▸ **EXERCISE INSTRUCTIONS**
Reproduce the records below word for word, from their first line through the line containing "(299, 38), (564, 351)", with both ends included, and leave the pictures out of your copy.

■ ■ ■ ■ ■ ■ ■

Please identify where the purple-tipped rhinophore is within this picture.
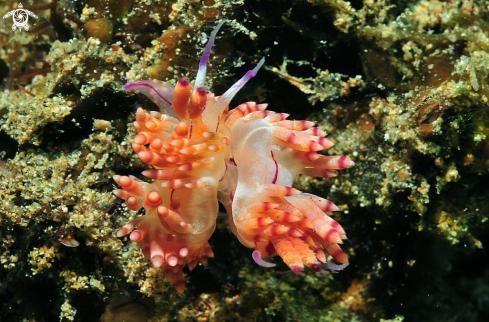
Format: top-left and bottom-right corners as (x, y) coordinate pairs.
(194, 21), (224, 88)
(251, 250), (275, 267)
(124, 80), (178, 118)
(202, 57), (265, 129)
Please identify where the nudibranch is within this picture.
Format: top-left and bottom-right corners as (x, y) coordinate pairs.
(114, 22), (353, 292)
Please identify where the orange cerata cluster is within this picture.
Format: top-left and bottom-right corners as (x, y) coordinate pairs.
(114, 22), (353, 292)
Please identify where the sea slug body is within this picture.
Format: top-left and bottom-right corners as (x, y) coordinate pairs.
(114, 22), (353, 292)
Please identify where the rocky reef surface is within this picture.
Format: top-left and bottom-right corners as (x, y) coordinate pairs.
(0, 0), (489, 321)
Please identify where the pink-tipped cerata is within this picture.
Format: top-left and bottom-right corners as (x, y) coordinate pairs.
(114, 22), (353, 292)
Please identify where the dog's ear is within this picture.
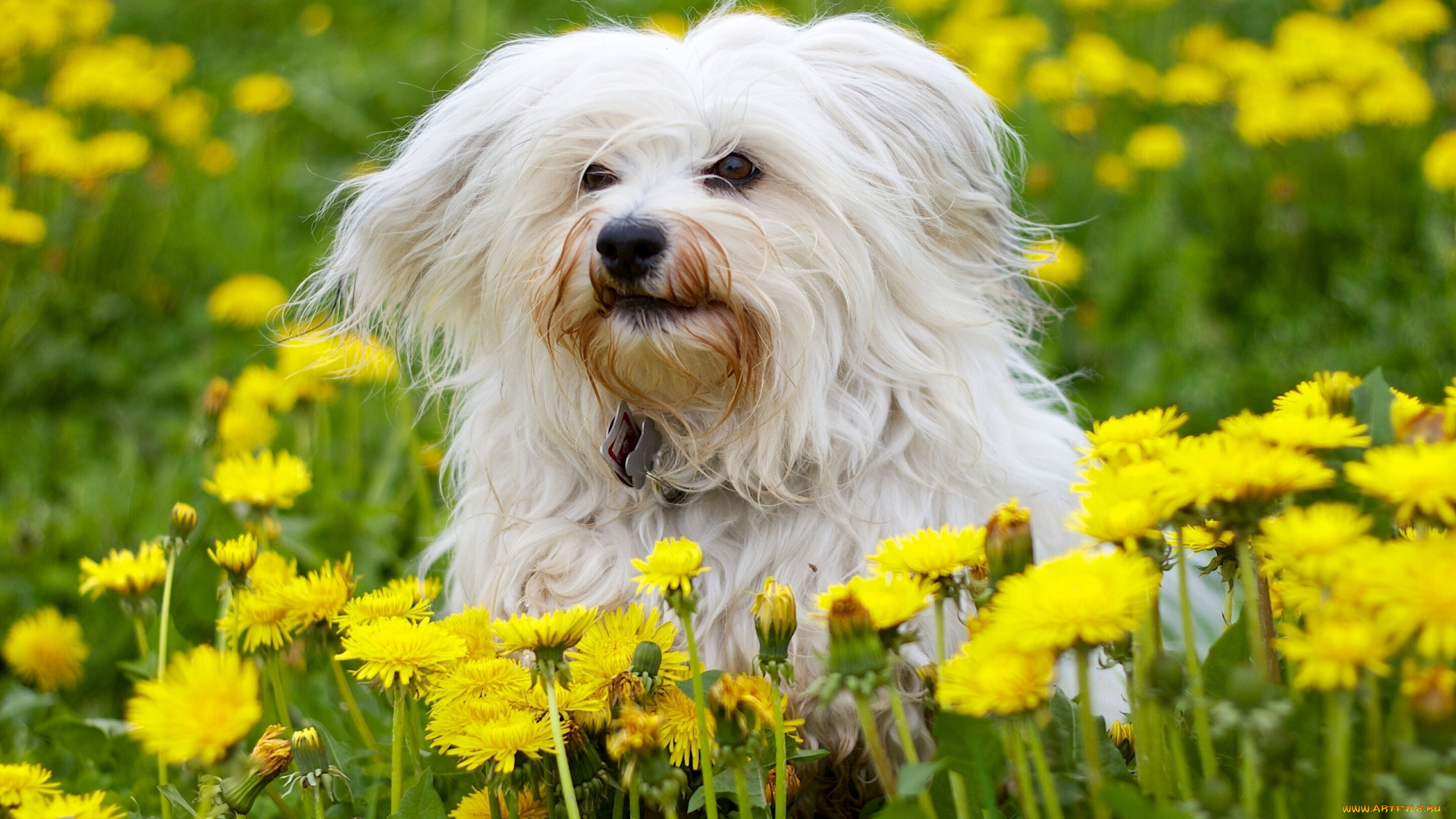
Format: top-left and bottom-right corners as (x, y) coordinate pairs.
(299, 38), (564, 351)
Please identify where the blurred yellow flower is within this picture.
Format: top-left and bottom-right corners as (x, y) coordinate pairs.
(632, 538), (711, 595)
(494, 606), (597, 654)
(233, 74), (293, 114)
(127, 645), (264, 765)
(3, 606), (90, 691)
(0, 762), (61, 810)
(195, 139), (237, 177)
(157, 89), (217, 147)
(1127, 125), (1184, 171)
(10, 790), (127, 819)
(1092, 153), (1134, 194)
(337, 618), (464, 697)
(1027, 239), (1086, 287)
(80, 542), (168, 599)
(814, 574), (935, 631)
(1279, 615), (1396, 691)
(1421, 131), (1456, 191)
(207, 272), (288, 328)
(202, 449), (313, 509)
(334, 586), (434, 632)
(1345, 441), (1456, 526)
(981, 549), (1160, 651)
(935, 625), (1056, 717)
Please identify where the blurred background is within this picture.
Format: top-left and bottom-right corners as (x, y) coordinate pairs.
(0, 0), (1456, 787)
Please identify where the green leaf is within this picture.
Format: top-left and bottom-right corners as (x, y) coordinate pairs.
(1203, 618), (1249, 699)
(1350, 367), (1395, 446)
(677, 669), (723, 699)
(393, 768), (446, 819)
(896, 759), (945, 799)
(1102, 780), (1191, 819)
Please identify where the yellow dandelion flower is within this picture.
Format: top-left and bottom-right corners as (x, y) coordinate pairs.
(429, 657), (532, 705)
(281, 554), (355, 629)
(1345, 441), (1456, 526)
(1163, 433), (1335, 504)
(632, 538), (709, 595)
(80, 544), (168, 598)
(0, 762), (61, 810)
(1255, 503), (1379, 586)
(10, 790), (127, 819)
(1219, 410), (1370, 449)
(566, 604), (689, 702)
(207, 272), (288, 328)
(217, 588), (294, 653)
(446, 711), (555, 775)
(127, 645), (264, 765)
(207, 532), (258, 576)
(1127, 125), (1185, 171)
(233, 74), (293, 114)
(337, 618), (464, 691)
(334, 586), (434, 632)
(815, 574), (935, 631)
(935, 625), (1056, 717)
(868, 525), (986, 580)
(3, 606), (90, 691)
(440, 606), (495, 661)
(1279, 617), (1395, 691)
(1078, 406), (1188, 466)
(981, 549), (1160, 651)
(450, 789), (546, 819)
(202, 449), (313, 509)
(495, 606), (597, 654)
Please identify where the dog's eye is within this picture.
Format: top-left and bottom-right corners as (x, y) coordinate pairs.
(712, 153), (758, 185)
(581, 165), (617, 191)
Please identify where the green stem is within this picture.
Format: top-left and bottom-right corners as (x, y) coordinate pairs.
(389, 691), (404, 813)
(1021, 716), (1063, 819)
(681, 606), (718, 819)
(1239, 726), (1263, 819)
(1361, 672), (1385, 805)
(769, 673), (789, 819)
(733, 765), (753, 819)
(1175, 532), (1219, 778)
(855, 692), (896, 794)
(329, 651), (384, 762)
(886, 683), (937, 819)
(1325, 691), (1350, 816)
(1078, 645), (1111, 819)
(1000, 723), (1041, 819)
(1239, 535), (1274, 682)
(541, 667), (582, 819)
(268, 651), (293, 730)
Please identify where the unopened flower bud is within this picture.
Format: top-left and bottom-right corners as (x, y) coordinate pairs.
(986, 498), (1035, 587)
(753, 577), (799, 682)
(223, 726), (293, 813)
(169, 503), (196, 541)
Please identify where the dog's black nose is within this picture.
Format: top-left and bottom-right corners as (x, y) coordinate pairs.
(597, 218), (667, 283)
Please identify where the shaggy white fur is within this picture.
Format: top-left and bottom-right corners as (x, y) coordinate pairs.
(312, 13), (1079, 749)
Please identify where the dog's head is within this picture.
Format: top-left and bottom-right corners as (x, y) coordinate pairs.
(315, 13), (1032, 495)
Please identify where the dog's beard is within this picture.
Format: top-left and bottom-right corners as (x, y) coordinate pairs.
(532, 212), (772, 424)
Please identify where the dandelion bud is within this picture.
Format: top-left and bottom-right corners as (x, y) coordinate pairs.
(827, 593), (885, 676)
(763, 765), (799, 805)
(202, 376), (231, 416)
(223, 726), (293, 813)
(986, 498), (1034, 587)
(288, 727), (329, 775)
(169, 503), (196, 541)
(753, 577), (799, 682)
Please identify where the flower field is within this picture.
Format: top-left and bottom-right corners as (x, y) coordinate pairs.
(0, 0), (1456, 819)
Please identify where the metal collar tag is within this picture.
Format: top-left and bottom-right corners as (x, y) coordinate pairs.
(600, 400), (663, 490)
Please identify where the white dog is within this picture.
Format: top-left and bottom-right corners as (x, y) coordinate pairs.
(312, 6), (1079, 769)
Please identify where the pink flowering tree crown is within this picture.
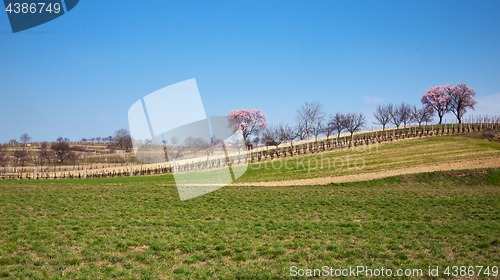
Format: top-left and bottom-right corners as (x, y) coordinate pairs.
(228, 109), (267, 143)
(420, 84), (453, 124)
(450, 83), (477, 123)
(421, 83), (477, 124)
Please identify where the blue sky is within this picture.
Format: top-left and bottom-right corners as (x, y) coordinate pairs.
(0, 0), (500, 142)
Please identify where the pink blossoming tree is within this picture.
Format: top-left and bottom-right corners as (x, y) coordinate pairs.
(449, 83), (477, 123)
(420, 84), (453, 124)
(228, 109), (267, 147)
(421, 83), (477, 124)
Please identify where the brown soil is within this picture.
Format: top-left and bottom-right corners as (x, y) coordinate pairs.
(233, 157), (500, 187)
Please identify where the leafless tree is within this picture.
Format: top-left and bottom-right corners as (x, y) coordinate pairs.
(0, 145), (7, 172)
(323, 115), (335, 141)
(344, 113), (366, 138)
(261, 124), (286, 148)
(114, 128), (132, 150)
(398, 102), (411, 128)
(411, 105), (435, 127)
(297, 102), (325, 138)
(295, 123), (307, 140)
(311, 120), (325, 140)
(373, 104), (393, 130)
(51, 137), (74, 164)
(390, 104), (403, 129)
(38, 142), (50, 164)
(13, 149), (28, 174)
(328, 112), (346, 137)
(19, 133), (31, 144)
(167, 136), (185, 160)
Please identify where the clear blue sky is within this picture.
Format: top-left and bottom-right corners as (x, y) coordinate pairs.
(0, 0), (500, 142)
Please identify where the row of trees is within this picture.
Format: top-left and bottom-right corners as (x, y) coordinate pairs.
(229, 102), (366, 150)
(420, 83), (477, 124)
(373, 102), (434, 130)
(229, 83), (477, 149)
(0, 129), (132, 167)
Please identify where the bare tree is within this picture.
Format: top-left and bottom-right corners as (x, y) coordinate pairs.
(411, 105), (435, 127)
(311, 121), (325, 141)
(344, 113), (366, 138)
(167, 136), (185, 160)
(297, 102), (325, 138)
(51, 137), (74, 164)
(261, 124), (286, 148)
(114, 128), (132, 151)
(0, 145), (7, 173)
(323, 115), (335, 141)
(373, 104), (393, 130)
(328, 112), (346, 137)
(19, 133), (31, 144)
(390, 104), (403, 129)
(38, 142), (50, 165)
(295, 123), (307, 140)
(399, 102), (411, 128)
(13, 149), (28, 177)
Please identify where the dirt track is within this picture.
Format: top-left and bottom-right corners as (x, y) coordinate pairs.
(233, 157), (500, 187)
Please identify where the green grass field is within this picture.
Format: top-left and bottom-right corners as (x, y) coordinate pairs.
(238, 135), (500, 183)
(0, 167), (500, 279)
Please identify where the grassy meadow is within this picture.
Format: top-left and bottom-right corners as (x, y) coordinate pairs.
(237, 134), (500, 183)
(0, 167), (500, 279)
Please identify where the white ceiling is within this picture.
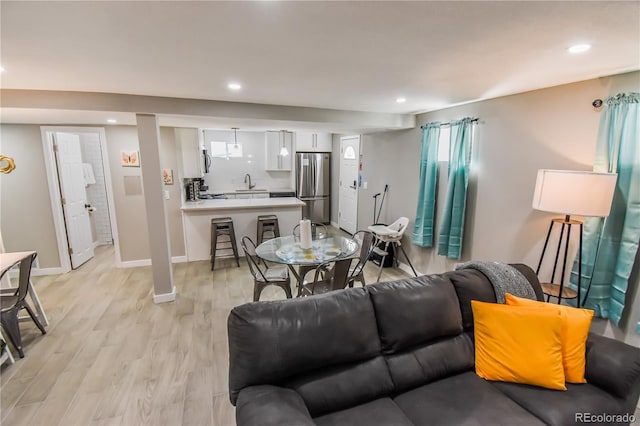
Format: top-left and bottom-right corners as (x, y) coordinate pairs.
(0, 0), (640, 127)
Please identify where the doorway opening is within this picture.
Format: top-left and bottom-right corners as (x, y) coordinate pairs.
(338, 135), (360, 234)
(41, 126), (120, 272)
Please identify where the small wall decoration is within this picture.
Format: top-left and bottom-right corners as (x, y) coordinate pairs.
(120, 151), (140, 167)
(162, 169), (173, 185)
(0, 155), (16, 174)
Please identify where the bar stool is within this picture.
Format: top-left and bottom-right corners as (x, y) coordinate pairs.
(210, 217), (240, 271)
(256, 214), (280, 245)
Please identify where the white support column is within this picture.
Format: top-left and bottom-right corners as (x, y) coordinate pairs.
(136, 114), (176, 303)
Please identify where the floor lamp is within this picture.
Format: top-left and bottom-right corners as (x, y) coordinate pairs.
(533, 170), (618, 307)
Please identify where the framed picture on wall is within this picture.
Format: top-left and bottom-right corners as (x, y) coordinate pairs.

■ ■ ■ ■ ■ ■ ■

▸ **EXERCISE ANSWER**
Please identify where the purple-tipped rhinophore is within this picture.
Format: top-left and bottom-right corners as (x, y) coordinate pairs.
(194, 21), (224, 88)
(251, 250), (275, 267)
(124, 80), (178, 118)
(202, 57), (265, 129)
Please identify where the nudibranch is within this picture.
Format: top-left and bottom-right corners as (x, y) coordinate pairs.
(114, 22), (353, 292)
Please identify where the orange cerata cluster is within this picture.
Format: top-left and bottom-right corners as (x, y) coordinate pairs.
(114, 22), (353, 292)
Please identify where the sea slug body is within this picture.
Format: top-left and bottom-right corners as (x, y) coordinate pairs.
(114, 22), (353, 292)
Please identify where the rocky reef surface is within this picture.
Format: top-left and bottom-right corners as (x, y) coordinate pairs.
(0, 0), (489, 321)
Please identify where the pink-tipped cerata is within this picture.
Format: top-left and bottom-right corners as (x, y) coordinate pairs.
(114, 22), (353, 292)
Please identify where the dog's ear is within this picture.
Format: top-left and bottom-right corners as (x, y) coordinate pairs.
(299, 38), (564, 351)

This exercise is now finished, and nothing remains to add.